Hoofdstuk 35 Er is in dit leven geen waarborg tegen de bekoring

Derde boek

De innerlijke vertroosting

Hoofdstuk 35

Er is in dit leven geen waarborg tegen de bekoring

  1. Mijn zoon, gij zijt in dit leven nooit veilig: zolang gij leeft zijn de geestelijke wapens voor u volstrekt onmisbaar.
  2. Gij leeft tussen vijanden en gij wordt van links en rechts aangevallen.
  3. Als gij dus niet van alle kanten het schild van het geduld hanteert, zult gij niet lang ongekwetst blijven.
  4. Bovendien als gij uw hart niet zeer beslist op Mij richt, met de oprechte wil alles voor Mij te verduren, kunt gij tegen die woede niet op en zult gij nooit de eindstreep halen.
  5. Gij moet dus dapper door alles heen trekken en met beslistheid afgaan op die tegenstand.
  6. Want aan de overwinnaar wordt het manna gegeven (Apok. 2 : 17) en de aarzelende staat veel ellende te wachten.

* * * * *

◆ **Gegeven opgave**:
Geeft u de volledige tekst hierboven over de bekoring woordelijk en zonder enige wijziging weer.

◆ **Geëxtraheerd materiaal**:
* * * * *

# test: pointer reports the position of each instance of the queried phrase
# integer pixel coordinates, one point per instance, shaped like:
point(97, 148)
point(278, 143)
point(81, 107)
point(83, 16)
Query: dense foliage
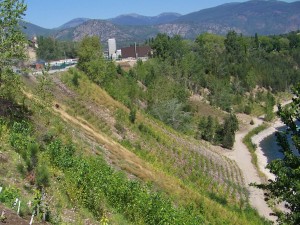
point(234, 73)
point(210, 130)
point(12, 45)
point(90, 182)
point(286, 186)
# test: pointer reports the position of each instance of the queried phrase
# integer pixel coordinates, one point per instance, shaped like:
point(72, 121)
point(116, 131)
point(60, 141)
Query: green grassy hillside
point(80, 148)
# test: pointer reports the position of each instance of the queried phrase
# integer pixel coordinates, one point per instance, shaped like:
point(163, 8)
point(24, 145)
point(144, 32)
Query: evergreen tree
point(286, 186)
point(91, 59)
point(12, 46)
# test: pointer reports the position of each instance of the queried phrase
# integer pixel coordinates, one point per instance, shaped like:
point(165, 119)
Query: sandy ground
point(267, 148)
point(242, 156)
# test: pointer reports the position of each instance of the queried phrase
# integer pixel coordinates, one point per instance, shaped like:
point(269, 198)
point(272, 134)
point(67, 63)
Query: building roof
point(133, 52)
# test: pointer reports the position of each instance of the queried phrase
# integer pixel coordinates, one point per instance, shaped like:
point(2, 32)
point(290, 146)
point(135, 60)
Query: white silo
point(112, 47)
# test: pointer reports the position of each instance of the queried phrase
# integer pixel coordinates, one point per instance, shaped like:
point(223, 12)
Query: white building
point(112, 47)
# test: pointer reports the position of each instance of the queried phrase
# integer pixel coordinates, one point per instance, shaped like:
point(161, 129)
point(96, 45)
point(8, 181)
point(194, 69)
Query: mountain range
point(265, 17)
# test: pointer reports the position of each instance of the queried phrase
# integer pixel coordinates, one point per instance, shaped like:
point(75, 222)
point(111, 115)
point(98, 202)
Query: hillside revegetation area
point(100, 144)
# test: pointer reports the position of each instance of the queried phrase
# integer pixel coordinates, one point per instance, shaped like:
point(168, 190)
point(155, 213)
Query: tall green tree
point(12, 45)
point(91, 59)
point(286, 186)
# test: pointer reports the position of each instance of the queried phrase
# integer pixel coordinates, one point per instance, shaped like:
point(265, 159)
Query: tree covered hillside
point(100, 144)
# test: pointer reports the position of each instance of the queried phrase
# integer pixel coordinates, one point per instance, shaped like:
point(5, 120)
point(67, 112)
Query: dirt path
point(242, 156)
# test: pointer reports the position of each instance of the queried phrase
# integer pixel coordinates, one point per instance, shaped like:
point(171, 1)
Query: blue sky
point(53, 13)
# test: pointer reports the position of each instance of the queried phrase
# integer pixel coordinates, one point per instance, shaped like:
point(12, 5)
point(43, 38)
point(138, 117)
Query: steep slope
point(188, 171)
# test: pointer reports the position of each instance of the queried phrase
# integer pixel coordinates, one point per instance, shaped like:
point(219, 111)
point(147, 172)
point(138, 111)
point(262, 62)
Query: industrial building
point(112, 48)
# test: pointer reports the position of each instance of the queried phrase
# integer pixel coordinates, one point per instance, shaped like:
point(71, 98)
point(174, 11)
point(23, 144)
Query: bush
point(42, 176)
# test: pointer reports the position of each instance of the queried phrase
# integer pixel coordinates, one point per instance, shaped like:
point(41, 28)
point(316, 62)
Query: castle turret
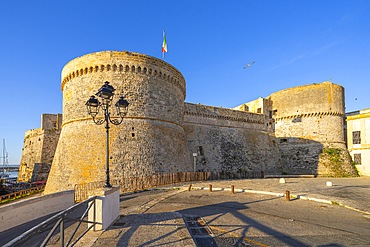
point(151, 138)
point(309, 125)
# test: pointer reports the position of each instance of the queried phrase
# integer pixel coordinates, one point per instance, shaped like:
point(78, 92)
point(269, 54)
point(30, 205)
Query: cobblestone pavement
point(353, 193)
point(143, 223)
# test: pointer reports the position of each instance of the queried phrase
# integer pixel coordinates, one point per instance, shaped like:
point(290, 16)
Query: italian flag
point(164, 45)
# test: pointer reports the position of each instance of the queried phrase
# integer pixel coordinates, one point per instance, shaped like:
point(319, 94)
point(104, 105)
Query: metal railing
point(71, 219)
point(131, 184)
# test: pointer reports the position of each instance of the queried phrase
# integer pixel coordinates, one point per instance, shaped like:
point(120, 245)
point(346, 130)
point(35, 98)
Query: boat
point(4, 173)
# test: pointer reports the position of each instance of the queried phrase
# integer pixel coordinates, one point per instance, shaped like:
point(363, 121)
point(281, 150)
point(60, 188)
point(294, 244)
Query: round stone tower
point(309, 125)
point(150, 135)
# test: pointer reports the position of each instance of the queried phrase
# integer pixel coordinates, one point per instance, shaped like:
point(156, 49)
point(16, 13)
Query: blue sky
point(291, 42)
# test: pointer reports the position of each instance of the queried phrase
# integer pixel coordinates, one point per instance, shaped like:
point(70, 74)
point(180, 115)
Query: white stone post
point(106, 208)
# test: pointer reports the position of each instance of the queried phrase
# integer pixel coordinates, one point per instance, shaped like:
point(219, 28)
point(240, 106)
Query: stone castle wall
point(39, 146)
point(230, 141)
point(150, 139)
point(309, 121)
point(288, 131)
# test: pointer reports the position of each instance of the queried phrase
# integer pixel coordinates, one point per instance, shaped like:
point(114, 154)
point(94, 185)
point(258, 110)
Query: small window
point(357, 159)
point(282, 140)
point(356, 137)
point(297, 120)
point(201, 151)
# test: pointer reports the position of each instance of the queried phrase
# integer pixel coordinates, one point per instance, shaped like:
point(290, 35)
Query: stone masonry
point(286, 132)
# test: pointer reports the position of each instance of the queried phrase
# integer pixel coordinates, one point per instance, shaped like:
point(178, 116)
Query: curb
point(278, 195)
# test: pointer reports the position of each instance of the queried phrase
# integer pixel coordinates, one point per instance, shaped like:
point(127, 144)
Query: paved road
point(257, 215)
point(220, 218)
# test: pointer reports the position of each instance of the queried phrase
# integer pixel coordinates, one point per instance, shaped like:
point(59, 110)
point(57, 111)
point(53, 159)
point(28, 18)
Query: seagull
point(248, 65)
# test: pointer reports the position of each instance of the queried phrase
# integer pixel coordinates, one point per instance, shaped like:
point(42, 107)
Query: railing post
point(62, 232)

* * * * *

◆ **Uitgewerkte opgave**:
Hoofdstuk 35 Er is in dit leven geen waarborg tegen de bekoring

Derde boek

De innerlijke vertroosting

Hoofdstuk 35

Er is in dit leven geen waarborg tegen de bekoring

  1. Mijn zoon, gij zijt in dit leven nooit veilig: zolang gij leeft zijn de geestelijke wapens voor u volstrekt onmisbaar.
  2. Gij leeft tussen vijanden en gij wordt van links en rechts aangevallen.
  3. Als gij dus niet van alle kanten het schild van het geduld hanteert, zult gij niet lang ongekwetst blijven.
  4. Bovendien als gij uw hart niet zeer beslist op Mij richt, met de oprechte wil alles voor Mij te verduren, kunt gij tegen die woede niet op en zult gij nooit de eindstreep halen.
  5. Gij moet dus dapper door alles heen trekken en met beslistheid afgaan op die tegenstand.
  6. Want aan de overwinnaar wordt het manna gegeven (Apok. 2 : 17) en de aarzelende staat veel ellende te wachten.